◆ **WHAT TO WORK ON**
Pictures do not belong in the copy; quote every entry below exactly.

[Entries from a pointing dataset]
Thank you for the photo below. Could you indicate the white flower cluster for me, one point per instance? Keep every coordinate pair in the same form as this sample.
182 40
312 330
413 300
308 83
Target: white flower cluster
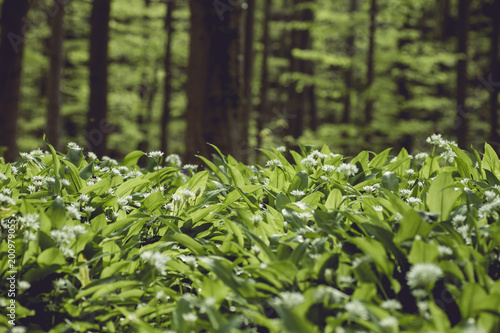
274 163
347 169
174 160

◆ **FULL RESPONSE**
Thank you for the photo below. Could you indicate the white flower cluster for me, one point per instance? Keep every coordinate pair in the same form as this sample.
182 40
312 330
413 300
308 83
Target: white flower cluster
274 163
347 169
174 160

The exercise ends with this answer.